__Problem__
All of the data below is to be returned unaltered.

*** Begin section ***

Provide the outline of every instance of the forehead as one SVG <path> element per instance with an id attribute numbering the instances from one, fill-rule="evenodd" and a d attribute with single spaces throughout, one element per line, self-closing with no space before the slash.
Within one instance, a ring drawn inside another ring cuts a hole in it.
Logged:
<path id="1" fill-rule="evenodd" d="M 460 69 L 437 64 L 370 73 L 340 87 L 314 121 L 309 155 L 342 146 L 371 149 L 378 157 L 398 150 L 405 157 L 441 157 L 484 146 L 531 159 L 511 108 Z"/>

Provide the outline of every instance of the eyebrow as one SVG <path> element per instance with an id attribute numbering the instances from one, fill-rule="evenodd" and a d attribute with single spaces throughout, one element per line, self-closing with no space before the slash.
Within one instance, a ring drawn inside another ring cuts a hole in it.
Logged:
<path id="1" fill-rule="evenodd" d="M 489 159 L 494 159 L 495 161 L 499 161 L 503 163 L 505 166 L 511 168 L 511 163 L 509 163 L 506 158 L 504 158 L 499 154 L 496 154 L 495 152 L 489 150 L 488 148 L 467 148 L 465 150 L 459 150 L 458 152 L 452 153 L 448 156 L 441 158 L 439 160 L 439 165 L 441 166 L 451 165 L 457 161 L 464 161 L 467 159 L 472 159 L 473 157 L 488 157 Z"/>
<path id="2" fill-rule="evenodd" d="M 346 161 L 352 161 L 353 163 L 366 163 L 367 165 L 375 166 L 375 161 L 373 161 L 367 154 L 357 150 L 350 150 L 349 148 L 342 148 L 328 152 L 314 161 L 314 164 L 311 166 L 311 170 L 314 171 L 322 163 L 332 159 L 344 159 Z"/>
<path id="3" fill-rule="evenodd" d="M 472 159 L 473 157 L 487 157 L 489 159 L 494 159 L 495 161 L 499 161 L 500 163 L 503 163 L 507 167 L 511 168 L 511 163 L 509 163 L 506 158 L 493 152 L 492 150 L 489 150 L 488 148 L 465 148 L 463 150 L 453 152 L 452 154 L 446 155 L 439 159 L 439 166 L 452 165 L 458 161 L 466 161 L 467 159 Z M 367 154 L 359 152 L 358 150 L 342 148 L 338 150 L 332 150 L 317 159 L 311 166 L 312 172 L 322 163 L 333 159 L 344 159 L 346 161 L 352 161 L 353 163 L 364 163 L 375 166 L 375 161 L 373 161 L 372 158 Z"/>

*** End section ***

__Result below__
Provide the outline of every instance of the forehead as one SVG <path> element per instance with an id attribute numbering the instances from one, fill-rule="evenodd" and a d attribute with single spaces throughout, one element per line, self-closing with no space before the slash.
Within one instance, a ring drawn inside another ring cuts a hole in it.
Logged:
<path id="1" fill-rule="evenodd" d="M 460 69 L 437 64 L 370 73 L 340 87 L 314 121 L 309 155 L 342 146 L 371 149 L 378 157 L 398 150 L 405 157 L 441 157 L 484 146 L 531 159 L 511 108 Z"/>

Provide the outline of every instance of the eyebrow as one SVG <path> element per instance with an id attribute numbering the instances from one, fill-rule="evenodd" and a d attribute with single spaces throughout, one element per line, self-closing with no space before the slash.
Within one instance, a ring drawn inside another ring cuts a hole in it.
Logged:
<path id="1" fill-rule="evenodd" d="M 489 159 L 494 159 L 495 161 L 499 161 L 503 163 L 505 166 L 511 168 L 511 163 L 509 163 L 506 158 L 504 158 L 499 154 L 496 154 L 495 152 L 489 150 L 488 148 L 467 148 L 465 150 L 459 150 L 458 152 L 452 153 L 448 156 L 441 158 L 439 160 L 439 165 L 441 166 L 451 165 L 457 161 L 464 161 L 467 159 L 472 159 L 473 157 L 488 157 Z"/>
<path id="2" fill-rule="evenodd" d="M 346 161 L 352 161 L 353 163 L 366 163 L 367 165 L 375 166 L 375 161 L 373 161 L 367 154 L 357 150 L 350 150 L 349 148 L 342 148 L 328 152 L 314 161 L 314 164 L 311 166 L 311 170 L 314 171 L 322 163 L 332 159 L 344 159 Z"/>
<path id="3" fill-rule="evenodd" d="M 472 159 L 473 157 L 487 157 L 489 159 L 494 159 L 495 161 L 499 161 L 500 163 L 503 163 L 507 167 L 511 168 L 511 163 L 509 163 L 506 158 L 493 152 L 492 150 L 489 150 L 488 148 L 465 148 L 463 150 L 453 152 L 452 154 L 446 155 L 439 159 L 439 166 L 452 165 L 458 161 L 466 161 L 467 159 Z M 367 154 L 359 152 L 358 150 L 342 148 L 338 150 L 332 150 L 317 159 L 311 166 L 312 172 L 322 163 L 333 159 L 344 159 L 346 161 L 352 161 L 353 163 L 364 163 L 375 166 L 375 161 L 373 161 L 372 158 Z"/>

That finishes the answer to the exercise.